DIRECTIONS:
Reproduce every line of the material below without changing a word, leaving out the pictures.

DATA SHOWN:
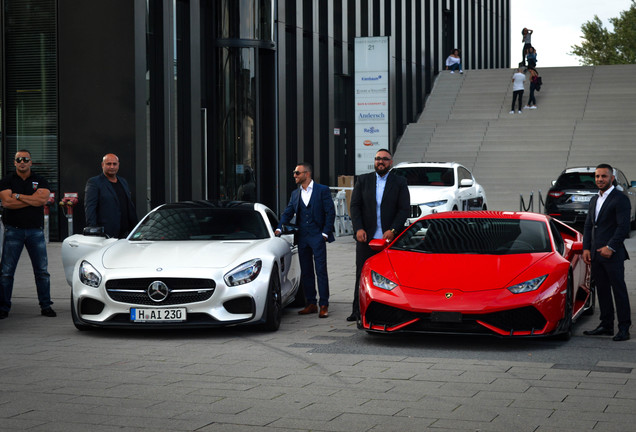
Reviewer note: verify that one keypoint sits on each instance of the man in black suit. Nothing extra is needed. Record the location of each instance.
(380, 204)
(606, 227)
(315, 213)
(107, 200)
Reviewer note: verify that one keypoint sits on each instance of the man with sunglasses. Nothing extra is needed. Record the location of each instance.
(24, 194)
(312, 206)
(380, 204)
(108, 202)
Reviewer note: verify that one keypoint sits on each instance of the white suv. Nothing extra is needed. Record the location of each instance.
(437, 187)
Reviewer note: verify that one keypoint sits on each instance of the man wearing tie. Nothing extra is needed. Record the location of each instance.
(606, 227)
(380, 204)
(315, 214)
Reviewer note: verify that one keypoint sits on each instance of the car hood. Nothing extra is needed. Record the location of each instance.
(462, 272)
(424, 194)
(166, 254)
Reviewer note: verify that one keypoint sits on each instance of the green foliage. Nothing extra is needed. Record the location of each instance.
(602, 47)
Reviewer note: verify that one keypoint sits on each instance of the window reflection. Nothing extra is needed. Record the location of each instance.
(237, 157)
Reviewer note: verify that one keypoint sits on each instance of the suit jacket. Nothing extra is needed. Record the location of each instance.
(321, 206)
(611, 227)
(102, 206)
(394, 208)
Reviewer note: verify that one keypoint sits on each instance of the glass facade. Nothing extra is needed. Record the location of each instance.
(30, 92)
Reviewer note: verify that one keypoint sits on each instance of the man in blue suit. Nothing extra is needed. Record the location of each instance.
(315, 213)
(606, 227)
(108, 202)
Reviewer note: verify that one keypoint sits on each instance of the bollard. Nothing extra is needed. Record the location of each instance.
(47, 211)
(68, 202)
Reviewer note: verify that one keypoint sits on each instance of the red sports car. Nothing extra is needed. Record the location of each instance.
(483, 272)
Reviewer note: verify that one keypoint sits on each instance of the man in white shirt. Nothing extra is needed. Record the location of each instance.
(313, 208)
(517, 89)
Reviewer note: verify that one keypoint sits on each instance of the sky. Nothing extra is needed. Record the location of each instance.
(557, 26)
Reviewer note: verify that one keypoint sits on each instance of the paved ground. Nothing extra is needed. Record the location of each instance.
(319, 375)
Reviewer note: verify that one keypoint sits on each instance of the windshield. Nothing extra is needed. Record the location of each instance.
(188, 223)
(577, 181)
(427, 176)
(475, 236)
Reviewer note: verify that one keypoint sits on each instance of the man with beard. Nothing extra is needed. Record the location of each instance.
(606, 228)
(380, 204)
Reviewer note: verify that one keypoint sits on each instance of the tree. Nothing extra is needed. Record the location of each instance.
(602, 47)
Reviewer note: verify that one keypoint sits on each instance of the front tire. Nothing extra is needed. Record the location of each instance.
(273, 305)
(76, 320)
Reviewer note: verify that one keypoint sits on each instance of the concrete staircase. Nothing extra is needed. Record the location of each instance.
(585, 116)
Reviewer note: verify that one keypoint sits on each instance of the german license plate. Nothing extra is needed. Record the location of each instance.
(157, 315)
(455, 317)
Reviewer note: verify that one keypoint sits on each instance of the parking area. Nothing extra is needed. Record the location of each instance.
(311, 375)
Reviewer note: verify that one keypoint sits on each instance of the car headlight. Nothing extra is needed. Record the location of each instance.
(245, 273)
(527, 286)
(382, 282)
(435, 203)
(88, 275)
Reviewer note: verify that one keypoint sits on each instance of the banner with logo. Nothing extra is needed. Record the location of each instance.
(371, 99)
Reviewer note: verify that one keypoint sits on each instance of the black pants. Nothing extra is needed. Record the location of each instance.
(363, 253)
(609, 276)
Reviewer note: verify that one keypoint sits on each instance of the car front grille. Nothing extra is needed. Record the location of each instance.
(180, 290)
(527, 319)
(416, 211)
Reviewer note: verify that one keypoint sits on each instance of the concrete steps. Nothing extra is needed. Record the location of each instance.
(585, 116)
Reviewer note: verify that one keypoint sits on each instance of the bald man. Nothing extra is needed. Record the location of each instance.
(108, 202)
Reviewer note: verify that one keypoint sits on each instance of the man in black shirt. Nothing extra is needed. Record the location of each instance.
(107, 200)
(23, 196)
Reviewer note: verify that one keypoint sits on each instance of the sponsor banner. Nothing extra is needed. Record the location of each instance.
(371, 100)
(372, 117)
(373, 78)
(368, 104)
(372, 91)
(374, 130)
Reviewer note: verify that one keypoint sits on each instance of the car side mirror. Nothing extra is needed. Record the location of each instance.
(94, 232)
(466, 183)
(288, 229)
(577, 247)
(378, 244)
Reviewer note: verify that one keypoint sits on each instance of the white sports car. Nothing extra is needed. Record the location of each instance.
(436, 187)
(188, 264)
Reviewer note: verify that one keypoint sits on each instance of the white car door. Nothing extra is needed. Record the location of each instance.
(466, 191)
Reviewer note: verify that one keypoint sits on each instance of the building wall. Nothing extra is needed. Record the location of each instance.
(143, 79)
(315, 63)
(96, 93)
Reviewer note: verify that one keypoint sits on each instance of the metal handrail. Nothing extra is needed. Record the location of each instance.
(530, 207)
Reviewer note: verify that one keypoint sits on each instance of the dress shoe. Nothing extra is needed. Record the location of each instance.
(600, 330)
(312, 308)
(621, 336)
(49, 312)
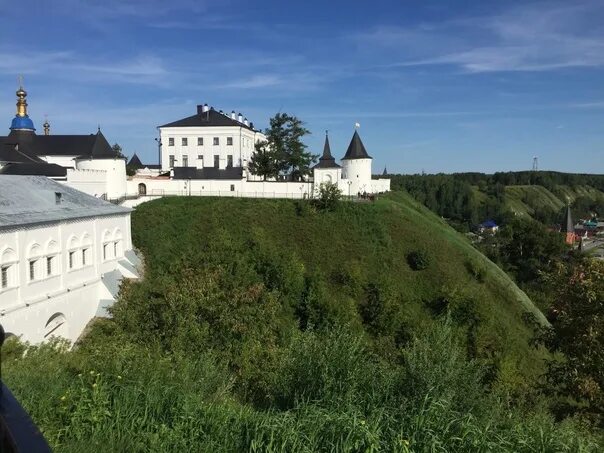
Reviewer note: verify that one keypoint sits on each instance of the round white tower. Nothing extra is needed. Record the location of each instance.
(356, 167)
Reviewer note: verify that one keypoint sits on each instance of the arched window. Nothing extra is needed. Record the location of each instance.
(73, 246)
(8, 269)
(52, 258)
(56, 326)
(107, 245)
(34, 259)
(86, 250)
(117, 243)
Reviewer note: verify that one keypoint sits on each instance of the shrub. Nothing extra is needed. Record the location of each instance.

OUTPUT OF THE EXERCISE:
Reviewer note: verify that one keypoint sits on each instance of the man in black suit. Nothing extra is needed. Record the location of each instance.
(380, 204)
(606, 227)
(315, 213)
(107, 200)
Reviewer note: verify that one keypoint sits on each instance of the man with sunglasses. Nothing extra is needed. Record the location of each instance.
(24, 194)
(312, 206)
(380, 204)
(108, 202)
Reviewer note: verify that one keypoint sits on each instance of the white suv. Nothing extra is needed. Record the location of each instance.
(437, 187)
Reviewer note: verify that one keypoint sits on each instance of the man wearing tie. Nothing extra is needed. Record the location of each instance.
(606, 227)
(380, 204)
(315, 214)
Reviewer note: verify that one keypoint sits on each instance of the car hood. Nothing extra is needed. Record the location of each instance.
(462, 272)
(424, 194)
(166, 254)
Reviewer note: verify that one keypoint sits on each instance of the green foliage. Nothing extra is needed. Record the location of each instance.
(602, 47)
Reviewer note: verify that one keypoint sits on each instance of the window reflection. Nothing extra is needed. Record the location of each instance.
(237, 157)
Reviewer note: verify that one keypoint sits on each instance of the suit jacket. Nothing extra is needed. Record the location of each instance.
(321, 206)
(611, 227)
(102, 206)
(394, 208)
Reviewer note: verify that one keypoint sits on each instance of the glass facade. Nothing extra is needed. Record the location of each instance.
(30, 92)
Reviewer note: verify that one keypoint sits on each instance of the man in blue suit. Nothing extra is needed. Record the location of each instance.
(315, 213)
(606, 227)
(108, 202)
Reviewer note: verify that one keypoint sits on each instance of the bollard. Nothing extra is needed. Record the location of each instance.
(47, 211)
(68, 202)
Reviewer note: verify that one keypoint sits on each instance of the red sports car. Nothing extra is needed. Record the location of each instance.
(483, 272)
Reviewer note: verify that one keypoint sits on each instance of the man in white shirt. Nothing extra is needed. Record the location of each instance.
(313, 208)
(517, 89)
Reviewer note: verify that one keypoint sits on each instance of the sky. Nothing extra is needed. Record the location of each instance.
(557, 26)
Reviewer note: verify that one keypoint sits on each instance of the paved ground. Nothing extra is needed. Record the location of each instance.
(319, 375)
Reviewer note: verify that one keypoint sits on each instance of the windshield. Nothing extra is needed. Record the location of each instance.
(188, 223)
(577, 181)
(427, 176)
(475, 236)
Reviewer note: verify that one keypoint sits on each instance of the man with beard. Nothing extra is needed. Record the location of each instance.
(606, 228)
(380, 204)
Reviewer note: verify that one keypoint sits on each instance of the tree. Nothing extra is needed. Record the location of each instance.
(602, 47)
Reviewer note: verify that one keypoint sits on each instance of the front tire. Nothing extra is needed. Record the location of each instance.
(273, 305)
(76, 320)
Reviewer note: verify that one keypoint sits on each instance of the concrete staircase. Nothing extra is needed. Record the location of each instance.
(585, 116)
Reviewer note: verify that one keypoint sits on each instance of the german license plate. Nothing extra is needed. Record the location of each instance.
(157, 315)
(455, 317)
Reviewer note: verify that one keypoint sits on each instance of the parking area. Nothing extra is needed. Record the location of each instance.
(311, 375)
Reviewer note: verify that one keypoint sits on each instance of the car headlight. Nothing extra is needed. Record the location of each instance.
(245, 273)
(527, 286)
(382, 282)
(435, 203)
(88, 275)
Reviewer note: verify that one keypoint sits on each instance of the banner with logo. Nothing extra is needed. Record the location of each instance.
(371, 99)
Reviewer note: verify that one keypoint sits on each instance of the black pants. Nothing extra is needed. Record the location of each instance.
(363, 253)
(609, 276)
Reviewer note: verify that one keypoint sits on each instance of the car front grille. Nothing extra is needed. Record the location of each instance.
(180, 290)
(527, 319)
(416, 211)
Reviewer note: verify that one keypoint sits on each instance of the concrete steps. Nothing extra is needed. Record the location of each instance.
(585, 116)
Reviewer note: verify that one keypoint sits on each instance of the bald man. Nothing extra is needed. Record the location of each instance.
(108, 202)
Reviewer note: verify that one keypoint sits on each instance of the man in black shirt. Nothing extra is needed. Record the location of each instance.
(107, 200)
(23, 196)
Reviewer note: verify that one keypoint sits on each instance of the sponsor banner. Nothing extra is needed. Record the location of each instance.
(371, 100)
(372, 117)
(373, 78)
(368, 104)
(372, 91)
(374, 130)
Reviewer note: verify that one keypoint sits on each instance of the car side mirror. Nothing extra is needed. Record the location of each instance.
(94, 232)
(466, 183)
(288, 229)
(577, 247)
(378, 244)
Reviewer note: verify that one keypoint sits on each instance of the white sports car. Nothing extra is needed. Record the location of each instance.
(436, 187)
(188, 264)
Reviewer note: verify that one keypoint sits on each instance of the white car door. Nothing extra is needed. Record the location of each instance.
(466, 191)
Reviewer note: verify that one keypoint sits on each instance of the building wall. Nothing extra is needed. Record the location of each instance.
(143, 79)
(315, 63)
(96, 93)
Reviewer note: verify that one keypoint sits on each instance of the metal handrail. Nothing extra is needed. Record the location of each instance.
(530, 207)
Reviewer note: verify that one keypoint sits on each instance of the dress shoe. Nothing extra is needed. Record the location of each instance.
(600, 330)
(312, 308)
(621, 336)
(49, 312)
Reviewer note: verify that one keypoint sits on each instance of the round white tower. Nothing extra is needed. Record the location of each instance.
(356, 167)
Reviewer note: verify that one keypoint sits on each instance of the arched window. Nothing extra is needed. Record the location of each instance.
(73, 246)
(8, 269)
(52, 258)
(56, 326)
(107, 245)
(34, 259)
(86, 250)
(117, 243)
Reviewer note: verify that one keypoint sits on each instance of the shrub. Nothing extra is needed. Record the location of each instance.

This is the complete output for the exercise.